#### Task instructions:
Transcribe everything in the column on choosing a DSLR camera from "The reason is" down to "and Sony lenses.".

#### Quoted text:
____
Kevin Bradshaw –
Being that you are reading this column, I am going to assume that you want to take your photography skills higher than that of the average person. Therefore I am going to discuss the things to consider when shopping for a DSLR camera.
In my opinion far too much importance is placed upon the camera and to a large extent the megapixels of the sensor in the camera. The most important part of your gear when you are in DSLR photography are your lenses. So you ask, why am I discussing lenses when I said I was going to advise you on choosing a camera?
The reason is rather simple. Canon lenses will only fit on Canon camera’s, Nikon lenses will only fit on Nikon camera’s, and Sony lenses will only fit on Sony camera’s. Your friend says that is true, but you can buy third party lenses made by companies such as Tamron and Sigma that make lenses for Canon, Nikon, and Sony cameras. This is true and even though these third party lenses are more affordable, they do not deliver the same quality as the Canon, Nikon, and Sony lenses.
____
Dataset excerpt
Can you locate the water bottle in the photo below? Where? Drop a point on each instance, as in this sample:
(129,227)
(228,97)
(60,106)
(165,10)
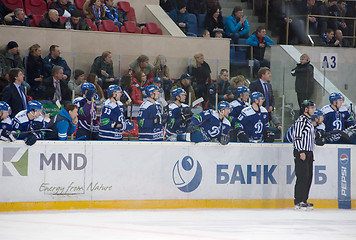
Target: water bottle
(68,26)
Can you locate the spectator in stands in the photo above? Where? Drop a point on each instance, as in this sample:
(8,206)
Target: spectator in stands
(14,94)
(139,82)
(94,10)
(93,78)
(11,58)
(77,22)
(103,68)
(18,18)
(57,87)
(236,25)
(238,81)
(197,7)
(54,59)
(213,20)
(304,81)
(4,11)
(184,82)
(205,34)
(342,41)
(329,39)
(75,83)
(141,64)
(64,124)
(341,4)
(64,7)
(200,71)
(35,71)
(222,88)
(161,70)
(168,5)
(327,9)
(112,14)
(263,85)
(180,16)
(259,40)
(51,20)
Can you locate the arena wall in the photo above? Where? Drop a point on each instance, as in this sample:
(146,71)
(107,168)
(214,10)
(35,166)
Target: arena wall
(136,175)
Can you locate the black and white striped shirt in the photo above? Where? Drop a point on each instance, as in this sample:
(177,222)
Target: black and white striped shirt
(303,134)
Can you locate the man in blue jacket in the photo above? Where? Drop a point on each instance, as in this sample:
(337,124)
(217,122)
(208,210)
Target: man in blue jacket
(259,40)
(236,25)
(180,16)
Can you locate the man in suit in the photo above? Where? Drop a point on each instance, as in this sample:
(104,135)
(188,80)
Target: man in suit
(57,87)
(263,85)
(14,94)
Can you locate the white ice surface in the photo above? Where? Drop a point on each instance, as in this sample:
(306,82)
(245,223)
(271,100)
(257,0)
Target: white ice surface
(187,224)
____
#### Reply to the exercise:
The reason is rather simple. Canon lenses will only fit on Canon camera’s, Nikon lenses will only fit on Nikon camera’s, and Sony lenses will only fit on Sony camera’s. Your friend says that is true, but you can buy third party lenses made by companies such as Tamron and Sigma that make lenses for Canon, Nikon, and Sony cameras. This is true and even though these third party lenses are more affordable, they do not deliver the same quality as the Canon, Nikon, and Sony lenses.